--- Begin ---

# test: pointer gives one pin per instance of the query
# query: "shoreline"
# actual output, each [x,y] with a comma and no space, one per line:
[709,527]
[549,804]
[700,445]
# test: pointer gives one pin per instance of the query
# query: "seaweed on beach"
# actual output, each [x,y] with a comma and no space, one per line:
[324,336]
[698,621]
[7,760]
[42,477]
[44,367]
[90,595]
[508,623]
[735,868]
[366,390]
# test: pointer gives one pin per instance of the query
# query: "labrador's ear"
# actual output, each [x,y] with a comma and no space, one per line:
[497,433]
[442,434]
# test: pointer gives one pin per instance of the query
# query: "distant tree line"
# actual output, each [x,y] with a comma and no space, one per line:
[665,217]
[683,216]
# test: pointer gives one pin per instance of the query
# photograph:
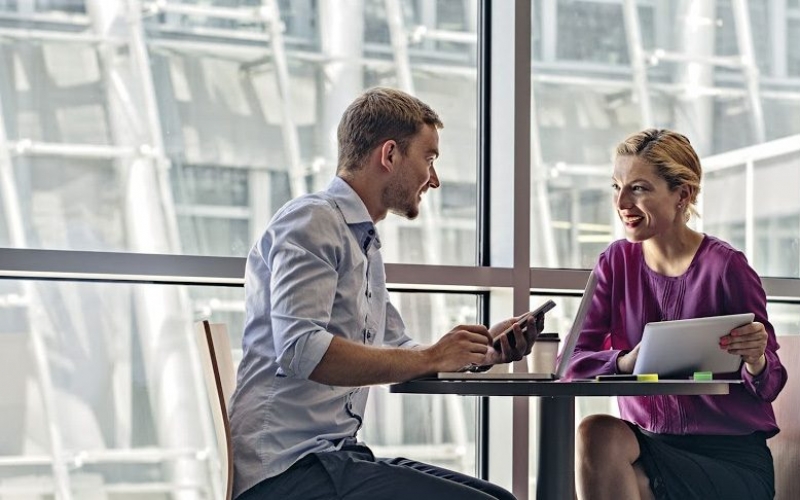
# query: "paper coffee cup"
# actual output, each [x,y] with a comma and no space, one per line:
[544,353]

--- End ---

Your task:
Transcribe the lines above word for word, leaving out the pictures.

Expected answer:
# test: pointer gives one pin per instance of the query
# query: "shoreline"
# actual output, each [x,y] with a comma and no space, one per line:
[709,527]
[549,804]
[700,445]
# test: pointer gives one pin per instance of the query
# query: "seaweed on beach"
# actual output, each [x,y] with a comma and no space, one per line:
[324,336]
[698,621]
[7,760]
[42,477]
[44,367]
[90,595]
[508,623]
[735,868]
[366,390]
# test: pointer gives one pin per instance of the query
# query: "labrador's ear"
# actual output, each [x,y] with a comma and no space, one per line:
[497,433]
[442,434]
# test: pointer gives one pin per instance of the query
# query: "distant tree line"
# actual output, each [x,y] with a comma and no space, one per line:
[665,217]
[683,216]
# test: pointer gives one pin per instance of the query
# photograph:
# query: "paper coffee cup"
# actual output, each [x,y] with a comma and no space, one per line:
[544,353]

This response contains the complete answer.